> [INSTRUCTIONS]
1. Extract from the trip journal the passage that begins at the words "Drove back to" and stops after "care for her.".
2. Extend the trip journal, picking up right after its last sentence.

> [TEXT]
- Opening Delimiter -

Then we were taken into the slums where we met with about 40 young women involved as sex workers, to whom Hellen is ministering.   It was an emotional and heart-wrenching time, listening to their testimonies and sharing their tears and trauma.  Hellen says there are about 65 involved in the program and her goal is to find funds to provide training and employment for each of them.   One young mother has a 10-year-old child with severe deformities desperately in need of a wheel chair.  Stockton quietly told Hellen that St. Peter’s would provide this.

Drove back to St. Paul’s and enjoyed a time of worship and fellowship with Hellen and the very talented worship team.  Then we spent a delightful time over dinner with Joseph and Hellen and their family in their residence next to the church, concluding with the worship team leading us in some rousing praise songs. 


We will see Hellen on Monday at the conference where she will lead the Bible Study for all of us.  

Friday, June 5, 2009

A Testimony from Beatrice in Uganda

I want to thank God abundantly. I didn't know I would be alive at this time. When the message came that you were here, I was in bed. I am a widow. My husband died in 2000. We have five children with two in secondary school. It is difficult to pay school fees. When the children came home I was sick (HIV positive). I didn't know who would help them when I died. My mother also lives with us and I care for her.

- Closing Delimiter -

> [GIVEN INFORMATION]
- Opening Delimiter -

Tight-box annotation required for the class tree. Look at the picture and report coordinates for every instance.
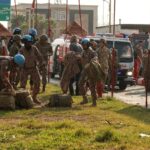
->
[11,15,56,38]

- Closing Delimiter -

> [ANSWER SECTION]
1.
Drove back to St. Paul’s and enjoyed a time of worship and fellowship with Hellen and the very talented worship team.  Then we spent a delightful time over dinner with Joseph and Hellen and their family in their residence next to the church, concluding with the worship team leading us in some rousing praise songs. 


We will see Hellen on Monday at the conference where she will lead the Bible Study for all of us.  

Friday, June 5, 2009

A Testimony from Beatrice in Uganda

I want to thank God abundantly. I didn't know I would be alive at this time. When the message came that you were here, I was in bed. I am a widow. My husband died in 2000. We have five children with two in secondary school. It is difficult to pay school fees. When the children came home I was sick (HIV positive). I didn't know who would help them when I died. My mother also lives with us and I care for her.

2.
When I received the payment, I found good things through our friends in West Texas. They took time and taught us to sew and God gave me strength to do the work. Through the help I have been getting from the hospital, I have been advised to take medication.

I love my life and I love my God. I love him for blessing and sustaining me. When the first gift came I did not believe my eyes. I thought it was a lie. I have a son in Senior 6 and another child in Senior 4. My son was not able to graduate as there were school fees owing. I was able to pay the balance and it opened a way for my son.

With the second gift I was able to get the school results for my second child and buy land for them. How to build a house was a problem. With this third gift I can now continue with building our house. Even the youngest child is receiving education and I am able to help my mother. I am gifted by God, but only this embroidery is able to help me. I want to give glory to God and ask that he continue to bless you.


In 1995, at the invitation of the Bishop of Honduras, a mission team from St. Mark's Episcopal Church in San Antonio, Texas, conducted a workshop in the town of Villanueva. The team brought supplies to teach the women embroidery, applique, and design techniques. With the great success of this first workshop and the sale of the work produced, several more workshops were held in Siguatepeque.

Threads of Blessing has continued to organize workshops in Honduras, Mexico and Uganda teaching the skills and providing materials and opportunities for women to create fine art textiles that visually record their culture.

The workshops are designed to encourage women to gather as a community; learn organizational skills; and help develop personal esteem.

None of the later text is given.